--- START EXTRACT ---
# Background of our paludarium/aquarium.



## dilljone (Jun 24, 2013)

Hi there! I work for my grandfather as his horticulturist/tank installer/ consultant/ (insert whatever odd job here) and just wanted to post some pictures of the 8 foot background on the terrestrial level. I took it using a panoramic feature on my phone, so sorry if a few places look choppy or cut and pasted. I cant actually view it very well on my phone.


----------



## rmetke (Apr 17, 2013)

That looks pretty amazing! Post more pictures!


----------



## dilljone (Jun 24, 2013)

Sure thing! I have the whole tank picture of a 6 footer. I wish I could get a full (good) picture of the 8 foot, but its in front of a window and the pictures always get so much glare.








Funny thing is we've actually kept some animals in the terrestrial portions of the tanks just fine. Anoles seem to do the best alongside fire bellied toads. We had a clown tree frog in one for awhile but I removed it figuring it'd be better in a more enclosed tank.


----------



## rmetke (Apr 17, 2013)

Thats awesome. I can definitely see how it's more aquatic focused though. So what does your grandfather do that you get to spend your time building these?


----------



## dilljone (Jun 24, 2013)

rmetke said:


> Thats awesome. I can definitely see how it's more aquatic focused though. So what does your grandfather do that you get to spend your time building these?


He's the owner and inventor of the tanks. I don't build them personally but I help out wherever and however on top of taking care of the plants and doing a few installs. That and consulting with customers, usually for more reptile and amphibian based custom tanks (my true area of expertise).


----------



## redtxn (Apr 30, 2013)

Macro tanks are stunning and fun to explore with your eyes, especially when you are used to very small enclosures where the entire landscape can be viewed without peripheral vision.


----------



## zachxbass (Apr 21, 2008)

Very cool. Are they glass or acrylic maybe I missed it. When can you make it to Ohio, I need one of those!
--- END EXTRACT ---
--- START GIVEN DATA ---
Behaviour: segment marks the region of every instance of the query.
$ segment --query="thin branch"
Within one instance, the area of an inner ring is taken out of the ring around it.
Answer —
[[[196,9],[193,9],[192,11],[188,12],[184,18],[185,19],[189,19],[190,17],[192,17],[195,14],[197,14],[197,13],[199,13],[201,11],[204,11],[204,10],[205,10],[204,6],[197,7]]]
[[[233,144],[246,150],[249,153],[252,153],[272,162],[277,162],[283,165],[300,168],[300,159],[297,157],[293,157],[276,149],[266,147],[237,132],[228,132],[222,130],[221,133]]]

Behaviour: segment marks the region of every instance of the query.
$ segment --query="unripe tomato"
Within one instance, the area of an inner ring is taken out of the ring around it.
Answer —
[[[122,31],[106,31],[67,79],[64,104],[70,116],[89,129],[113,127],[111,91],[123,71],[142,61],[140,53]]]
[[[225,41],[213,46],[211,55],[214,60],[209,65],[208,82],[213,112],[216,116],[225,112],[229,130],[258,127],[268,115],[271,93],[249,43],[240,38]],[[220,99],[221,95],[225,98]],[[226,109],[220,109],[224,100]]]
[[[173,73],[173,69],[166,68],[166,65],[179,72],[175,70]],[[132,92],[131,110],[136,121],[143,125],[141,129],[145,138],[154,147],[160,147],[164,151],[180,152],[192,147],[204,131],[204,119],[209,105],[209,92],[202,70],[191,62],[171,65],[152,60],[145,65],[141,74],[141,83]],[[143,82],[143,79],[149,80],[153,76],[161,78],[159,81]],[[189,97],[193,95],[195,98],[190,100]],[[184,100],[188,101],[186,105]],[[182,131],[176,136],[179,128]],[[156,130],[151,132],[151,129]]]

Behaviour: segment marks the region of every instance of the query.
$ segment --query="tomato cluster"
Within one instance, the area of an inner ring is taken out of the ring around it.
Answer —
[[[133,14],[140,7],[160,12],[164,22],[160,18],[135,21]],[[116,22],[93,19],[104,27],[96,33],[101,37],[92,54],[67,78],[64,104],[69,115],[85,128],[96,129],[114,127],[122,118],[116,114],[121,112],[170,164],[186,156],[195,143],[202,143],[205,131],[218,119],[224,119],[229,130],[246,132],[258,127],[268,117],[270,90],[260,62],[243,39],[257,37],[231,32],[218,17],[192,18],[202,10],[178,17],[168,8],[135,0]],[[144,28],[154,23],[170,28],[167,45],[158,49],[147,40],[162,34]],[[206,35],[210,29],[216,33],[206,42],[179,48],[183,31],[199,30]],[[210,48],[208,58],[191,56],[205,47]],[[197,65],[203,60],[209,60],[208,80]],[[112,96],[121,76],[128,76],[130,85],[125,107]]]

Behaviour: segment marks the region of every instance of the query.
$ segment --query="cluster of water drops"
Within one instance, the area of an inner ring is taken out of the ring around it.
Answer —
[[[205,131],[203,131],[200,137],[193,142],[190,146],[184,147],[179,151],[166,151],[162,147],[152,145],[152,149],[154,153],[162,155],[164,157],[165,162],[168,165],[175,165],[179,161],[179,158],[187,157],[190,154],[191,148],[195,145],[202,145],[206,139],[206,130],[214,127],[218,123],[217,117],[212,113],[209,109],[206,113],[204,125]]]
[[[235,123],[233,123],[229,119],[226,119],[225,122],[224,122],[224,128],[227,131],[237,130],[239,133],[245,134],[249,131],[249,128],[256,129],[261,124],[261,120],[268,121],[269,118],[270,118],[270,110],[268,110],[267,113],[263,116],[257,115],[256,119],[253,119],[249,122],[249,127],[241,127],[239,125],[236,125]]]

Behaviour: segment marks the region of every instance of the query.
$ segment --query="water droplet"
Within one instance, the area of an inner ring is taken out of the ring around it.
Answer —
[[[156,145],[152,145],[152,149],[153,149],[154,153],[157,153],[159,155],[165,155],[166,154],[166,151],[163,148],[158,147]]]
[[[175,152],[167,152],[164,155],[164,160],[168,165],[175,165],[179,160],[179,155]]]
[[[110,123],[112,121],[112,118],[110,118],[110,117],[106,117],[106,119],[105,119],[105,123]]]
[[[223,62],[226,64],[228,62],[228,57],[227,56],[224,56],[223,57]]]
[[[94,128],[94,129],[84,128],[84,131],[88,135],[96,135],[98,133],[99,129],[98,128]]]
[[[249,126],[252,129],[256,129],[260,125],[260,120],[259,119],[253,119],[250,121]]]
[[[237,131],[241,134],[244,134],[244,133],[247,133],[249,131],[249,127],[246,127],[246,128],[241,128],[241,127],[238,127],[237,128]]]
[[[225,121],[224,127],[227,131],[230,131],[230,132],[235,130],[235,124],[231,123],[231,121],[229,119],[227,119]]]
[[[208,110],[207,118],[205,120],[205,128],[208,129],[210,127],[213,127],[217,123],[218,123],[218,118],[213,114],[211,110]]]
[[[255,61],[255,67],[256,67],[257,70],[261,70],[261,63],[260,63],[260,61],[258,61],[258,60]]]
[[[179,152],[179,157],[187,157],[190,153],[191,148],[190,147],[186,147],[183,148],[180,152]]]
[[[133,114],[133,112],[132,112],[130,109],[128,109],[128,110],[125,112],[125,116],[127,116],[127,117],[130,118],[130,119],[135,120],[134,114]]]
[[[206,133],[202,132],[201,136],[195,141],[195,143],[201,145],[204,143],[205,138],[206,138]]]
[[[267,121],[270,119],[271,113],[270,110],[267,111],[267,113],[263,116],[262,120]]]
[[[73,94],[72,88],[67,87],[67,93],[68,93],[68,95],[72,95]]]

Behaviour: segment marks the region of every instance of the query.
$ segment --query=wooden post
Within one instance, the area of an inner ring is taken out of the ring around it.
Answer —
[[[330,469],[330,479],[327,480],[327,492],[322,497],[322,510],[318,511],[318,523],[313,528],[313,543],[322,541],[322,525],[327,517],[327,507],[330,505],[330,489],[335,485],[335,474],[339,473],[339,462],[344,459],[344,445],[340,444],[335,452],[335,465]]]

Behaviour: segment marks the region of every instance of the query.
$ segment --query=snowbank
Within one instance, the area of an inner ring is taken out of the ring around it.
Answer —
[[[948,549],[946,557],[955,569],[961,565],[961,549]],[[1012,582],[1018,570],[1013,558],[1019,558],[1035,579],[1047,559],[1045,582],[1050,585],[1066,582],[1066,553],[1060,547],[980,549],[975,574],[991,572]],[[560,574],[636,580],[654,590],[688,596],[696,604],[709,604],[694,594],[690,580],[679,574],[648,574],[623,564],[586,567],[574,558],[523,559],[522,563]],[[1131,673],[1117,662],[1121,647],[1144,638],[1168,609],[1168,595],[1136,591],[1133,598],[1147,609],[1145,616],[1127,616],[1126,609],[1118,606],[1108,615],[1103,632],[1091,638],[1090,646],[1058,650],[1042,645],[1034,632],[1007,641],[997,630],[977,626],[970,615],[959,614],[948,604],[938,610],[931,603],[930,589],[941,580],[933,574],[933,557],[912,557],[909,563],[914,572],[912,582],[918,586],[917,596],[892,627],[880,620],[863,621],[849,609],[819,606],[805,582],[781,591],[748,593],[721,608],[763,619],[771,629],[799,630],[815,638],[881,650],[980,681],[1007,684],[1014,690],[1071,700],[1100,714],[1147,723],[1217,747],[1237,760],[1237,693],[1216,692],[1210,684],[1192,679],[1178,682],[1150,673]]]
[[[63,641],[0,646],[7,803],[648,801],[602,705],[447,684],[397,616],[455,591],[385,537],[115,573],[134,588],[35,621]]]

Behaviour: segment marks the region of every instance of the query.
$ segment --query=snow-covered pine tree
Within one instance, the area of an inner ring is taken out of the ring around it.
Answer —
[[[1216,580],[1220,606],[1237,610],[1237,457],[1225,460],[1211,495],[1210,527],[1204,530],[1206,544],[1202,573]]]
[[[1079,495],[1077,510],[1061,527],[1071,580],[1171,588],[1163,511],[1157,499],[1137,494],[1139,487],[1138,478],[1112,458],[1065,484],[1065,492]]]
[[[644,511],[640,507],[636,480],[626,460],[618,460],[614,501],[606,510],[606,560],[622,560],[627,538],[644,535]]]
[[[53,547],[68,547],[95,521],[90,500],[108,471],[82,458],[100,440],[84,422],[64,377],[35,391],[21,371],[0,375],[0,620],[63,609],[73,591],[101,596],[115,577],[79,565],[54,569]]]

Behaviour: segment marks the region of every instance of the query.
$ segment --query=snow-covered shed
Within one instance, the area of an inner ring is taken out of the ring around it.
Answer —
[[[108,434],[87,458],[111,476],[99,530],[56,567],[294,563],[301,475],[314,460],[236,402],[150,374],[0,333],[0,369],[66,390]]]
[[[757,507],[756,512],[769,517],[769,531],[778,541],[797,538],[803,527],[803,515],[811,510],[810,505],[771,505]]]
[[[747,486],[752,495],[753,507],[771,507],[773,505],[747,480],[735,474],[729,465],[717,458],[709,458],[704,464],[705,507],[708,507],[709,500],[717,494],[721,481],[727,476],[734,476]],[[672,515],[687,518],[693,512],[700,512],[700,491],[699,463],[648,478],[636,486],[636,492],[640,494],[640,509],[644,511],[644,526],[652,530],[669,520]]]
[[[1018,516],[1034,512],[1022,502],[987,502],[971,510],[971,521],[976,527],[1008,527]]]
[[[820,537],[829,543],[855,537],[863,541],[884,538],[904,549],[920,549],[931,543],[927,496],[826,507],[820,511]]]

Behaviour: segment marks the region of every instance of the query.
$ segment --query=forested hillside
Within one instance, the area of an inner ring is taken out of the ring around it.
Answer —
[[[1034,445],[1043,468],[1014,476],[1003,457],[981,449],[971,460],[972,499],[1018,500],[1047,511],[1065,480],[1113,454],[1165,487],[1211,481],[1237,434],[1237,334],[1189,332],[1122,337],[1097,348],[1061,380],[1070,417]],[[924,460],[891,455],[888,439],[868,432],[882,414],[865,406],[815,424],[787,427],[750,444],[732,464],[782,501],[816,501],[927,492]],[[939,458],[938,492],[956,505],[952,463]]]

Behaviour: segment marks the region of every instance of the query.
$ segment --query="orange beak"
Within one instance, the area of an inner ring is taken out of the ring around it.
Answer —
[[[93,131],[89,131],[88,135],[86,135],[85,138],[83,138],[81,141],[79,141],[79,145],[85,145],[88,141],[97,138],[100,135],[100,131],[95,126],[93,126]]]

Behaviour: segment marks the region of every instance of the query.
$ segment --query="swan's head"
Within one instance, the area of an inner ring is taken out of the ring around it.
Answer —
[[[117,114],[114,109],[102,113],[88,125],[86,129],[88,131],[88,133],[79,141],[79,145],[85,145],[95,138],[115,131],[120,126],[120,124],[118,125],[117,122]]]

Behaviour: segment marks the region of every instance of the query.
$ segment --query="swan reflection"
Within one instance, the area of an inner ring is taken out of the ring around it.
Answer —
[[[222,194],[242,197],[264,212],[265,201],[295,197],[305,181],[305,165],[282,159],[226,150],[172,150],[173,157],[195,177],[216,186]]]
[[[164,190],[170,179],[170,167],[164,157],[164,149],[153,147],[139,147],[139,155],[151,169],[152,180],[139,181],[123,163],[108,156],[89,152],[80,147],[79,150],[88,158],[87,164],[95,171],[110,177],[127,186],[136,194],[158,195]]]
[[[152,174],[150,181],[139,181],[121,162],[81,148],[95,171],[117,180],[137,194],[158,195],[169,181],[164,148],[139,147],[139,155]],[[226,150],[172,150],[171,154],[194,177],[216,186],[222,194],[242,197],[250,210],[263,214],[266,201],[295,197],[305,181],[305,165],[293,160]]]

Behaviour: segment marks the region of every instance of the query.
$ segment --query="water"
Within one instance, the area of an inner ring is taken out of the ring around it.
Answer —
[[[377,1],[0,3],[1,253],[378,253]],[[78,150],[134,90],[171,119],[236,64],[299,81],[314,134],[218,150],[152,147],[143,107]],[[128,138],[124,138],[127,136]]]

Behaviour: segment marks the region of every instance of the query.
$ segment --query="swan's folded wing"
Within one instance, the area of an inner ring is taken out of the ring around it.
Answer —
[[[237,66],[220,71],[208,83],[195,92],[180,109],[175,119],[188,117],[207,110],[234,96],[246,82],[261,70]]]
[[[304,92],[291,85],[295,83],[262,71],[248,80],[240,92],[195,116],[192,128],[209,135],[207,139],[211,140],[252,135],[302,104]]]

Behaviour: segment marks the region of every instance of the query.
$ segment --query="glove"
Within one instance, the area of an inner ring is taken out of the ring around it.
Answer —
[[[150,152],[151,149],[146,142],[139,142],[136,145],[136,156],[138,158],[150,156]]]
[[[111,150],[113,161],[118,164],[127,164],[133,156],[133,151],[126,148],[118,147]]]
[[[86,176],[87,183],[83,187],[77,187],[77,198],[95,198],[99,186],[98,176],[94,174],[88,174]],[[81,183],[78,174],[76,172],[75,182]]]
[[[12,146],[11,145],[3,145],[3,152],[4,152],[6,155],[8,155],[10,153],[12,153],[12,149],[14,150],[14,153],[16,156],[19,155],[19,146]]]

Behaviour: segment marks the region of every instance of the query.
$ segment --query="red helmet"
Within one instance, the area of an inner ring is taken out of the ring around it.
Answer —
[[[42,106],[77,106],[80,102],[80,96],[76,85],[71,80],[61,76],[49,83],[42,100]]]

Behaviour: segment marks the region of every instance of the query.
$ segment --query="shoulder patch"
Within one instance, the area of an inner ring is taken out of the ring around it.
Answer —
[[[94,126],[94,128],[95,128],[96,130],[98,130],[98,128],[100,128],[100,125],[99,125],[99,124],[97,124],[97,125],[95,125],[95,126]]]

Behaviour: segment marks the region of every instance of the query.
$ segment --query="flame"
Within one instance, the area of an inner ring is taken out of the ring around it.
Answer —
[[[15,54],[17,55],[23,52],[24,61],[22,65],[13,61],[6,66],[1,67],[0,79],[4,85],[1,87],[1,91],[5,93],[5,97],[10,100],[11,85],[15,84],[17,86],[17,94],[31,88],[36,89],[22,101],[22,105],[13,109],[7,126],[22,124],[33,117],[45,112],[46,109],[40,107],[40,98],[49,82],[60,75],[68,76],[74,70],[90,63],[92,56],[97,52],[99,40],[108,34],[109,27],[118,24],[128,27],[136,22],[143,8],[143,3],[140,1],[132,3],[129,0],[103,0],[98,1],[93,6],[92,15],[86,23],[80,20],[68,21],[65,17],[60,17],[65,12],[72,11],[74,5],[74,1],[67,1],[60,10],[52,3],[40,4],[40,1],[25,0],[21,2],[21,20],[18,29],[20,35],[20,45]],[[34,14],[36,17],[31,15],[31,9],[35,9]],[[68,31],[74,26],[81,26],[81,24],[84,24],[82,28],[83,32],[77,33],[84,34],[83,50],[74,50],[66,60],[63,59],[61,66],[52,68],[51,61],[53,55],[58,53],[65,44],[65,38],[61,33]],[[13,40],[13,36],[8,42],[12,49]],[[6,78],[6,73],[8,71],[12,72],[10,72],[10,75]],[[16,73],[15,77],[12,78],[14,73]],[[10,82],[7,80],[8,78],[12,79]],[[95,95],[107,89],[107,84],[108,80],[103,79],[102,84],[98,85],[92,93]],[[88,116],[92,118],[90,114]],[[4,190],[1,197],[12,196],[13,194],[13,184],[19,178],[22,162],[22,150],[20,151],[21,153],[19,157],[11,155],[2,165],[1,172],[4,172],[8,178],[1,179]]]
--- END GIVEN DATA ---
THINGS TO DO
1. Count the lines of the records that contain the string "water", and give only that number.
2. Carry on the paludarium forum thread above from the point where it stops.

ANSWERS IN ORDER
1. 3

2.
Sent from my kindle fire using tapatalk


----------



## dilljone (Jun 24, 2013)

zachxbass said:


> Very cool. Are they glass or acrylic maybe I missed it. When can you make it to Ohio, I need one of those!
> 
> Sent from my kindle fire using tapatalk


Theyre all glass. And they arent open 24/7 they have a glass slide down window in the front that lets it close. Pretty useful for a humidity boost or just for show.


----------



## Ghost vivs (Sep 26, 2010)

Looking good! Now where is the pic of that stump you made...

Casper


----------



## VivariumWorks (Feb 27, 2008)

DAS out of Waxahachie, TX. Seriously cool stuff. I met your grandfather at a show last year and he was super cool and nice. I recognized that background material instantly. The website with more pictures of the system looks great.


----------



## dilljone (Jun 24, 2013)

Aaah i don't have the stump but I might have a picture of a fake tree we made recently. One of those two pieces is 100% fabricated.


----------



## Nate Mcfin (Sep 22, 2010)

Really nice stuff. I would love read about some of the techniques you guys are using!


----------



## zachxbass (Apr 21, 2008)

Nate Mcfin said:


> Really nice stuff. I would love read about some of the techniques you guys are using!


Me too!

Sent from my kindle fire using tapatalk


----------



## mudgudgeon (May 26, 2013)

zachxbass said:


> Me too!


Me three!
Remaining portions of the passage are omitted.